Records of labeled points

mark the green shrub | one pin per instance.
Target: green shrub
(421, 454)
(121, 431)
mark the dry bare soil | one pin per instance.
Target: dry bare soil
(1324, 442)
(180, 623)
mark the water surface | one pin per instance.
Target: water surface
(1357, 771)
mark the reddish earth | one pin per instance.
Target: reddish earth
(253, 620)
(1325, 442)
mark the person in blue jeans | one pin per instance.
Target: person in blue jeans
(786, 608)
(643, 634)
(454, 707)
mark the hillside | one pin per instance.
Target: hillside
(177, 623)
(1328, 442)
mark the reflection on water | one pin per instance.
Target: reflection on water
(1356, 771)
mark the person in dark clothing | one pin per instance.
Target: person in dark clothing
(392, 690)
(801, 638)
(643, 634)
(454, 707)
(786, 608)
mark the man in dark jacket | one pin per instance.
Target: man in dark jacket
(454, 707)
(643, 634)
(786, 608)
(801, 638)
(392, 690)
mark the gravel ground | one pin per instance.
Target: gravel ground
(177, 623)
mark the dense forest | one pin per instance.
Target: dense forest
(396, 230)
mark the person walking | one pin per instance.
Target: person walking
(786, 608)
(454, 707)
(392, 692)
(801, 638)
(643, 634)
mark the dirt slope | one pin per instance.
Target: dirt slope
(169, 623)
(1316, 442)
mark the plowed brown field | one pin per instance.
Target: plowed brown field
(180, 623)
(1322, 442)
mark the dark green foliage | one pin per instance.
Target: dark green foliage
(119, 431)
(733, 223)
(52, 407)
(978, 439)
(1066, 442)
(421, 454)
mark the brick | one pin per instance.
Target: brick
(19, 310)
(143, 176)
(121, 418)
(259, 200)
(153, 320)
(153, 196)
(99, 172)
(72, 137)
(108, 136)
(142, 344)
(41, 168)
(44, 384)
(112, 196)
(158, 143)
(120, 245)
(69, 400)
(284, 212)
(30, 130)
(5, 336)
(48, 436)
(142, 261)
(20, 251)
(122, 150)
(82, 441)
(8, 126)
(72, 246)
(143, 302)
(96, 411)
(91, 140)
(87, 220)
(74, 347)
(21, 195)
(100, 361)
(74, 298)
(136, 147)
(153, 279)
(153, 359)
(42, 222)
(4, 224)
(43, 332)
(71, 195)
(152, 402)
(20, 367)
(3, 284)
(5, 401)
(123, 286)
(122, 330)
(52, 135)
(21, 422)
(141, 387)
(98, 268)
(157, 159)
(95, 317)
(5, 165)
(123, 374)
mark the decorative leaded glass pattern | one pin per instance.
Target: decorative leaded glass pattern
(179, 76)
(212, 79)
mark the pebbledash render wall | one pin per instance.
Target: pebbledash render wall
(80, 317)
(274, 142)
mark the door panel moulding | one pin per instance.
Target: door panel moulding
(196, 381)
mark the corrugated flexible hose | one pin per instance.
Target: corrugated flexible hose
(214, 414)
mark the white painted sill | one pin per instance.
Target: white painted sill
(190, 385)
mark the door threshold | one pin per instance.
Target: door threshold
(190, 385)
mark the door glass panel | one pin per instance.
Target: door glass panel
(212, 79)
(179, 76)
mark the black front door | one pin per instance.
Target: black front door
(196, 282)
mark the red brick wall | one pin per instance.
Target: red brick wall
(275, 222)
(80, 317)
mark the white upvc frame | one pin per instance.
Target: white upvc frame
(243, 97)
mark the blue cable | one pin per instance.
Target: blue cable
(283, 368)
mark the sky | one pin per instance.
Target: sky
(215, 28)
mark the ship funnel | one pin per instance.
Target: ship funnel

**EXERCISE TASK:** Format the lines of the records above as a JSON list of strings, one string per line with blank lines omitted. Cover only the lines from the start of the records through the line containing "(1322, 442)", inclusive.

**CORRECT RESULT:**
[
  "mark the green shrub | one pin per instance.",
  "Target: green shrub",
  "(421, 454)",
  "(121, 431)",
  "mark the dry bare soil | one pin per instance.",
  "Target: dry bare soil",
  "(1324, 442)",
  "(180, 623)",
  "mark the water surface | one pin per instance.",
  "Target: water surface",
  "(1357, 771)",
  "mark the reddish earth | one pin per instance.",
  "Target: reddish earth",
  "(253, 620)",
  "(1325, 442)",
  "mark the person in blue jeans | one pin per instance.",
  "Target: person in blue jeans",
  "(786, 608)",
  "(643, 634)",
  "(454, 707)",
  "mark the hillside | one pin per instance.",
  "Target: hillside",
  "(177, 623)",
  "(1328, 442)",
  "mark the reflection on water | one pin per instance.",
  "Target: reflection on water",
  "(1356, 771)",
  "mark the person in dark clothing | one pin per instance.",
  "Target: person in dark clothing",
  "(392, 690)",
  "(801, 638)",
  "(643, 634)",
  "(454, 707)",
  "(786, 608)",
  "mark the man in dark jacket | one pin per instance.",
  "Target: man in dark jacket",
  "(454, 707)",
  "(643, 634)",
  "(786, 608)",
  "(801, 638)",
  "(392, 690)",
  "mark the gravel ground | one pin per instance.",
  "Target: gravel ground",
  "(177, 623)",
  "mark the dense forest | one pin per instance.",
  "Target: dense forest",
  "(396, 230)",
  "mark the person walking | one pin per instance.",
  "Target: person walking",
  "(786, 608)",
  "(454, 707)",
  "(392, 692)",
  "(801, 638)",
  "(643, 634)",
  "mark the dirt slope | one pin per instance.",
  "Target: dirt slope",
  "(169, 623)",
  "(1316, 442)",
  "mark the plowed brown field | one pin per instance.",
  "Target: plowed brown field",
  "(180, 623)",
  "(1322, 442)"
]